▶ _Stated exercise 1_: In the entries below, update the lines from the one containing "of the small" through the end of the entries by replacing "small waterfall drop" with "rocky ledge" and leaving everything else unchanged, and give back only those lines.

---------- Page extract

Within this one game, North Texas had also squandered what looked like its best opportunity yet to finally snap that slump. It led 20-7 with less than two minutes to play in the first half, and 26-14 halfway through the third quarter. Liberty quarterback Malik Willis even missed much of the first half, which only made it worse when the Flames drove down the field behind backup quarterback Jonathan Bennett to cut the deficit to just one score before the end of the half, taking less than 40 seconds off the clock in the process.
With Willis back in the fold, Liberty scored the final three touchdowns of the game, claiming a 35-26 lead with 11:19 remaining. After putting up 26 points in the first 38 minutes of play, North Texas found zero in the final 22, despite outgaining its foes by more than 100 yards. It was a nightmare, but it was only the latest in what had been an increasingly nightmarish series of seasons for Littrell, once the bell of the G5 ball projected to make his leap up to a bigger job sooner than later back in 2017 and 2018.

--------------------

▶ _Stated exercise 2_: Translate this sentence from the football game passage into Spanish: "It led 20-7 with less than two minutes to play in the first half, and 26-14 halfway through the third quarter."

---------- Data to use

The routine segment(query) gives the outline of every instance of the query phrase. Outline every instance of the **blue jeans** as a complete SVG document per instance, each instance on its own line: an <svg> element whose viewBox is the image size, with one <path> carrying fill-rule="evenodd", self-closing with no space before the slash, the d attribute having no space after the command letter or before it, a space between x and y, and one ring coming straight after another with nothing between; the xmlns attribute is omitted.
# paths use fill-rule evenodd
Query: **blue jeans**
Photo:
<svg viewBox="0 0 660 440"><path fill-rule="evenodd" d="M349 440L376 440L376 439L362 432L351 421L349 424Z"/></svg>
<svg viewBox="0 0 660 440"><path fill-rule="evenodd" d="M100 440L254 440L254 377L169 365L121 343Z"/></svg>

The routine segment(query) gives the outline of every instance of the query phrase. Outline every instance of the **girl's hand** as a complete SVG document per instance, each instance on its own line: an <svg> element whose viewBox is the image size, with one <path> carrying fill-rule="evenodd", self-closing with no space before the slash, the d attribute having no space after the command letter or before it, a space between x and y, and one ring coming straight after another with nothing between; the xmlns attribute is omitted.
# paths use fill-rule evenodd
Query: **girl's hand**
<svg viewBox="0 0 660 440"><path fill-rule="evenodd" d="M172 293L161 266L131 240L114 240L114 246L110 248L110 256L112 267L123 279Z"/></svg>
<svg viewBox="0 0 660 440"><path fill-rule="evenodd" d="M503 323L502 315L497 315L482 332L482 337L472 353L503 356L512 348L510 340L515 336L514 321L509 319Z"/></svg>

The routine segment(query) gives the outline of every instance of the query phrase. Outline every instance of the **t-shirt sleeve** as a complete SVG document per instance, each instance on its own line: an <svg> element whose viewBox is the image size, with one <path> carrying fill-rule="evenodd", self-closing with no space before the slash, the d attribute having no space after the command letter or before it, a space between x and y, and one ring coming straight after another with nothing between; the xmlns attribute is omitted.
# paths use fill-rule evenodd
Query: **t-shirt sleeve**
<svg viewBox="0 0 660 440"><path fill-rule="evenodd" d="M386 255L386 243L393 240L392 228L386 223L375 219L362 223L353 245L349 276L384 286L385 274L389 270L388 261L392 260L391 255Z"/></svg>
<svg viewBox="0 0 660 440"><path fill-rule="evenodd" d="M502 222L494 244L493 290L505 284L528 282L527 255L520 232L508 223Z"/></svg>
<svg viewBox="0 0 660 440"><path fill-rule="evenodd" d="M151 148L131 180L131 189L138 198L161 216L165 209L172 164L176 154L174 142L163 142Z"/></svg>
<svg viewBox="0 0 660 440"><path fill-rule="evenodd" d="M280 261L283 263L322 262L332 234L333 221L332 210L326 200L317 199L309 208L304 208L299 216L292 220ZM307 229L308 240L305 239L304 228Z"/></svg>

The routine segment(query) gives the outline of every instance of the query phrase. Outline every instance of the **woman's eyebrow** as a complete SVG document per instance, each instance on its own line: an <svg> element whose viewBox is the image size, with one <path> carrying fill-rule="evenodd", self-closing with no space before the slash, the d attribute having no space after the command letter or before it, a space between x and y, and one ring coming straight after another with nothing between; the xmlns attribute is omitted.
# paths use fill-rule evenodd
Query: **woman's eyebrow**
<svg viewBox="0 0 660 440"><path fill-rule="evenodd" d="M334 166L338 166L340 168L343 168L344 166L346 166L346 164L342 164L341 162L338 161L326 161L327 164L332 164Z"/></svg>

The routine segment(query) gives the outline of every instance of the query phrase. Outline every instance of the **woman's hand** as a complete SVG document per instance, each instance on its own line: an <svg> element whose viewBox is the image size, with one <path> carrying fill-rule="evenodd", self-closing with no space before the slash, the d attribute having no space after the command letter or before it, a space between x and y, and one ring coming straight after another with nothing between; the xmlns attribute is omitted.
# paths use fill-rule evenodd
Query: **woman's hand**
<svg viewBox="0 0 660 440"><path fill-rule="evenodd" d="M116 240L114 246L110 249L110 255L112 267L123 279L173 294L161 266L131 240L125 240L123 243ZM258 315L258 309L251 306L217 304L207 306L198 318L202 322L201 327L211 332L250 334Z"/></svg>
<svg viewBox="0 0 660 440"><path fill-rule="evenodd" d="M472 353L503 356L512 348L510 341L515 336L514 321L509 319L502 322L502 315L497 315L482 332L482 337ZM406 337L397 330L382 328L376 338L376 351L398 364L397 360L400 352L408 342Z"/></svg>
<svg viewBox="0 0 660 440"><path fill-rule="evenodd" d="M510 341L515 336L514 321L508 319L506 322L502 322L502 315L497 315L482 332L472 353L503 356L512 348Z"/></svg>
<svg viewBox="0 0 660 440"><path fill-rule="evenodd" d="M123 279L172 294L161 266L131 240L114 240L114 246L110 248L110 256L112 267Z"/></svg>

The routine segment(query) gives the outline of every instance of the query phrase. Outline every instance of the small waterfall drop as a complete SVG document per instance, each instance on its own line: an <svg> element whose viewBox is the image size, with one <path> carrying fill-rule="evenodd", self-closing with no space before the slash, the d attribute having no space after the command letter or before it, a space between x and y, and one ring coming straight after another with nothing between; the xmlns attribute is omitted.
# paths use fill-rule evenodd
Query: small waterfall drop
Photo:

--------------------

▶ _Written response 1_:
The routine segment(query) gives the outline of every instance of the query phrase. Outline every instance of the rocky ledge as a complete SVG document per instance, each instance on its own line: an <svg> element whose viewBox is the image size, with one <path> carrying fill-rule="evenodd", self-closing with no space before the slash, the d attribute having no space after the command letter or before it, a space between x and y, and one ring coming straight after another with nothing between; the xmlns attribute is omitted.
# paths use fill-rule evenodd
Query: rocky ledge
Photo:

▶ _Written response 2_: Iba ganando 20-7 a menos de dos minutos del final de la primera mitad, y 26-14 a mitad del tercer cuarto.